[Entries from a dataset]
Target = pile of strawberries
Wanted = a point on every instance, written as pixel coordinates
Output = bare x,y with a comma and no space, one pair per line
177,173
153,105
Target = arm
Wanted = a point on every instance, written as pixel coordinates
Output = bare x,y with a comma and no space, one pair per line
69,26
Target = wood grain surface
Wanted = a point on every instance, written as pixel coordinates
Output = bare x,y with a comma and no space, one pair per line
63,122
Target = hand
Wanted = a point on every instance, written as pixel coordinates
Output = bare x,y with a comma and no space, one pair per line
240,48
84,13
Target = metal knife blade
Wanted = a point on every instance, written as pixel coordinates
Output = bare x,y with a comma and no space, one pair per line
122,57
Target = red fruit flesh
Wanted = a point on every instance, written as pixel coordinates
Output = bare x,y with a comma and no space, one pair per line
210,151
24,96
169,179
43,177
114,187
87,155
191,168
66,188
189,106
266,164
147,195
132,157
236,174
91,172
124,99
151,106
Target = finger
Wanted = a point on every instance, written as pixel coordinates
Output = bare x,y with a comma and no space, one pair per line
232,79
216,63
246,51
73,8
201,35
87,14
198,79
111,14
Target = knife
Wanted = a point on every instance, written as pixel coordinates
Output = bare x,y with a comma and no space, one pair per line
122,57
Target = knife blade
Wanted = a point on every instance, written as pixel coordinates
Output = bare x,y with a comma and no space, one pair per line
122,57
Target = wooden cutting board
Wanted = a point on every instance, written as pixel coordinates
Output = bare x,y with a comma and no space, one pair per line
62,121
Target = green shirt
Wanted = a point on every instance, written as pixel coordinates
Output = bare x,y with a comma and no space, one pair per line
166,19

==

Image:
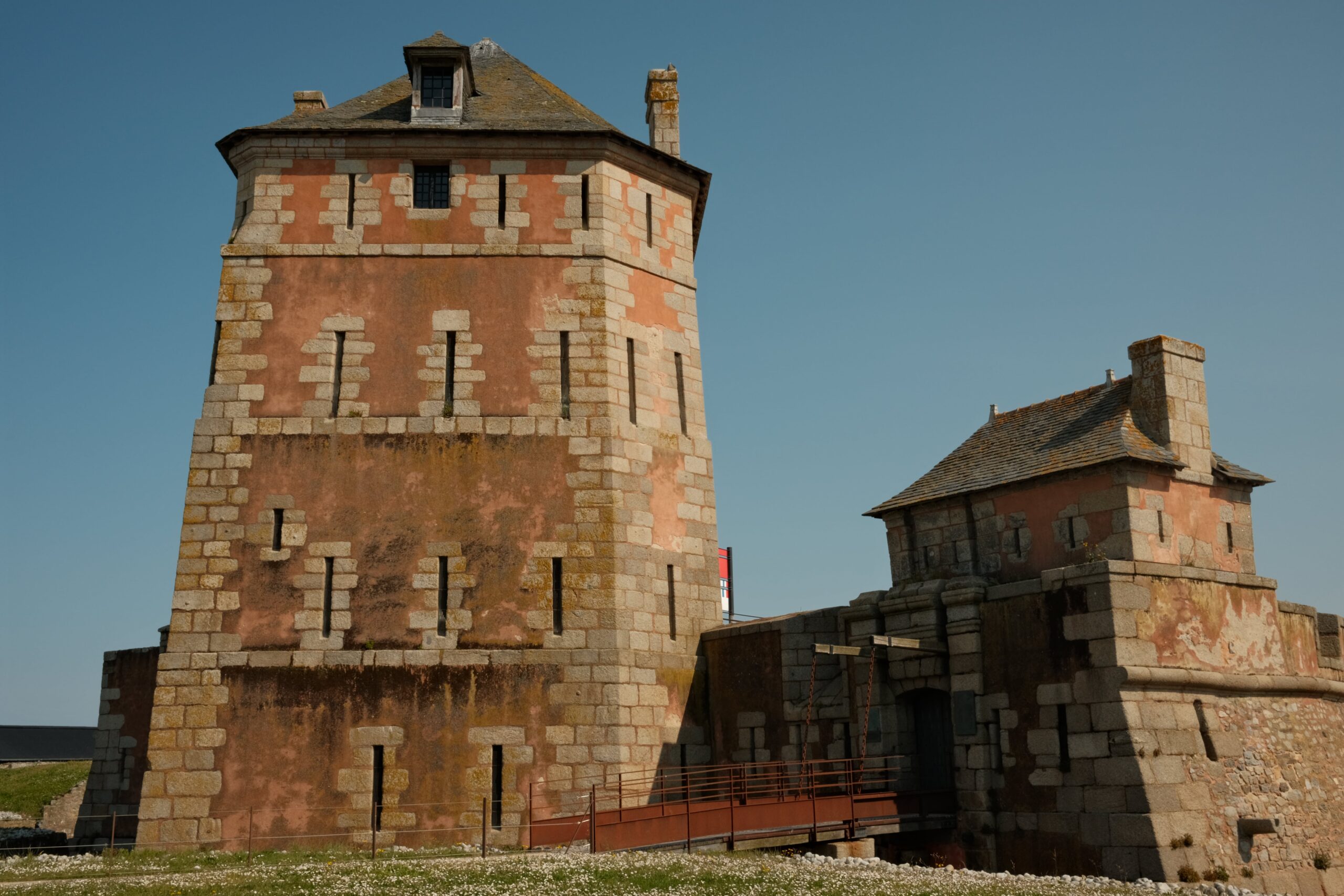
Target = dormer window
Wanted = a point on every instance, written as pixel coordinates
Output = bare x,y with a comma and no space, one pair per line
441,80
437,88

**Exercise aim:** Find each line in the material that contains the string "blade", matching case, and copy those lines out.

**Answer below:**
Target = metal knife blade
Target = knife blade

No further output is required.